START TEXT BLOCK
Mayday! The ferries are here! A Letter from New York

Text: Ian Keldoulis

Tranquility and transit are disconnected in any New Yorker’s head. Our subways are crammed with cranky people assailed by announcements of delays due to track fires, police actions, breakdowns, sick passengers and my personal favorite, train traffic ahead. (Shouldn’t there always be train traffic ahead?)

At 7:30 am on Friday, April 21st, a power failure at the Seventh Avenue and 53rd St station dominoed into massive delays on the B, D, F, M, A, C, E, J, Q, G and R trains —over 50% of the system. This came on the heels of two derailments in two weeks at Penn Station. Talking about our crumbling infrastructure is not considered polite conversation, even though it’s the only thing our dysfunctional politicians agree about.

Sensing our distress, New York City launched a new ferry service on May 1st. May Day. Or Mayday in nautical parlance. At long last, a peaceful alternative has washed up on our shores—for the price of a Metrocard. Our urban planners reached this enlightened decision after studying other cities, most notably Sydney.

Now, you’re saying New York has always had ferries, what about the legendary Staten Island Ferry? It’s free! Well that’s great if you live in Staten Island, a place that’s culturally in New Jersey and voted for Trump. And speaking of New Jersey, ferries have crisscrossed the Hudson for years. Fine. But let’s get real, this is the first feasible attempt to link the other four boroughs by our most neglected artery, the water.

 

“Perhaps ferries, a city not state initiative, could be the big splashy, success Mayor de Blasio needs before the November election.”

 

Walking around New York you’d never know it was once a maritime powerhouse. The mighty Hudson river is really a giant salt-water estuary that’s tidal all the way to Albany and perfect for big ships. The goods of the world were unloaded at myriads of docks that swarmed around Manhattan and Brooklyn like giant waterborne centipedes—our wealth built on sea legs. But long before airplanes replaced passenger ships and containerization ripped the heart out of the port, New York turned its back on the sea. We looked inward, fashioning our center along the commercial spine of Fifth Avenue and focused our gaze upward on towers in the sky. While Central Park became our lungs, the East River devolved into a cancerous urethra. (Let’s not ponder an anatomical analogy for the Gowanus Canal.)
END TEXT BLOCK
ACTIONS TO TAKE:
1. Answer these questions about the letter on New York's new ferries:
(a) At which station did the power failure on April 21st occur?
(b) Which city did the urban planners most notably study?
(c) How far up the Hudson is the river tidal?
2. Continue the letter on New York's new ferries, starting after its final sentence.
START LISTED ENTRIES
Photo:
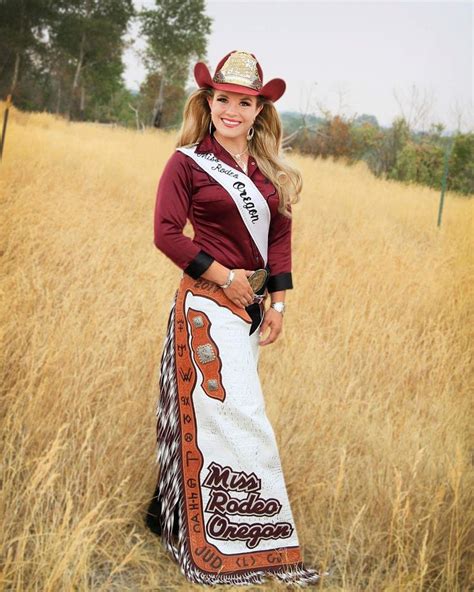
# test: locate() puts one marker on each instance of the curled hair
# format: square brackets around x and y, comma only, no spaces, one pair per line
[265,145]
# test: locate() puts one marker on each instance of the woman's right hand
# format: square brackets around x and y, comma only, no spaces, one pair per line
[240,291]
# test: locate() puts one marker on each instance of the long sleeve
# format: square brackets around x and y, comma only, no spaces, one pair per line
[279,253]
[173,203]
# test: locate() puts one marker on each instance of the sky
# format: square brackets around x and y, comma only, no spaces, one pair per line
[382,58]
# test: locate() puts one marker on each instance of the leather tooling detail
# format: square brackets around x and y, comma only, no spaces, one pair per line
[206,354]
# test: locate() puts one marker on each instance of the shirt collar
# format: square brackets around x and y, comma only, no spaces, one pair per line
[210,144]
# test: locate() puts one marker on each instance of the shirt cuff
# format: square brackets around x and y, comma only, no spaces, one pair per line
[280,281]
[199,264]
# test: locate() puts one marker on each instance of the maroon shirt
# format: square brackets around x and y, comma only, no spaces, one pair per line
[187,191]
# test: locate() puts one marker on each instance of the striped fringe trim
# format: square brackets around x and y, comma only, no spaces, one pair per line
[171,486]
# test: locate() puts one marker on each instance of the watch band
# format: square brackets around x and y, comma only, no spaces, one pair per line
[278,306]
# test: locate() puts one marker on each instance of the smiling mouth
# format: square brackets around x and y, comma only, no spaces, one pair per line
[230,122]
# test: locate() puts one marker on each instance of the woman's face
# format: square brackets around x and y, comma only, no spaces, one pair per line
[233,113]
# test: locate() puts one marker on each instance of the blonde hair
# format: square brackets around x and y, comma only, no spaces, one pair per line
[265,146]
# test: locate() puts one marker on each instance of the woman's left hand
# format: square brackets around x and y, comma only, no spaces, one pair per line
[272,320]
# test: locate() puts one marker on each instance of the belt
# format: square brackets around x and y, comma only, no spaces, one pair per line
[259,294]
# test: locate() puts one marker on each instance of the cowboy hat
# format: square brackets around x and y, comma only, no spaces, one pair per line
[239,71]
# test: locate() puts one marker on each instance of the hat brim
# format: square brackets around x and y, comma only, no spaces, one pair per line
[272,90]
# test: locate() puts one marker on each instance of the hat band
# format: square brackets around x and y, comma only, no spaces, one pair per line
[221,78]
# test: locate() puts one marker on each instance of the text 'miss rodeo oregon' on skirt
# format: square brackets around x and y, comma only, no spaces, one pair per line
[219,466]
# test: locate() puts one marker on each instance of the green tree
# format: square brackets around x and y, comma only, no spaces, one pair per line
[87,37]
[22,24]
[176,32]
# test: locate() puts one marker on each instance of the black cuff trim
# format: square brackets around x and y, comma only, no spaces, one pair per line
[280,281]
[199,264]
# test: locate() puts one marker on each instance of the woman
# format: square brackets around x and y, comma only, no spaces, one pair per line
[220,503]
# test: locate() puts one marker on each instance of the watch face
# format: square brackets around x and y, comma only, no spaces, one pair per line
[279,306]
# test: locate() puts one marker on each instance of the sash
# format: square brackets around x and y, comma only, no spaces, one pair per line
[250,203]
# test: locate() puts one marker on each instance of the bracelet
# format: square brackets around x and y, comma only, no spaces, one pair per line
[230,278]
END LISTED ENTRIES
RESULTS FOR EACH TASK:
1.
(a) The Seventh Avenue and 53rd St station.
(b) Sydney.
(c) All the way to Albany.

2.
Who cared the city has 520 miles (840km) of coastline when the only two miles of it you could enjoy were Coney Island? (Best experienced from the boardwalk or at the freak show.) Or Orchard Beach? Where the last plunge I took rewarded me with a rash.

But the tide has turned. New Yorkers are waking up to the fact that we live on an archipelago. Governor’s Island has become a summer playground. Randall’s Island alternates from art precinct to mega disco. On the renovated piers in the Village picnickers sun themselves alongside the rent boys. And now—ferries!  

In forty-three minutes you can go from Sound View in The Bronx to Wall Street. Or from Astoria, Queens and Bayridge, Brooklyn, too. You can put your surfboard on a rack and head to Rockaway. All this new transportation without spending a bazillion dollars and keeping entire neighborhoods awake for decades like the Second Avenue subway. Perhaps ferries, a city not state initiative, could be the big splashy, success Mayor de Blasio needs before the November election.

Hornblower, the company running NYC Ferries, estimates by 2018, it will carry 4.6 million passengers on its 20 boats servicing 22 landings along 60 miles of routes. However you do the math, the stress relief will be incalculable.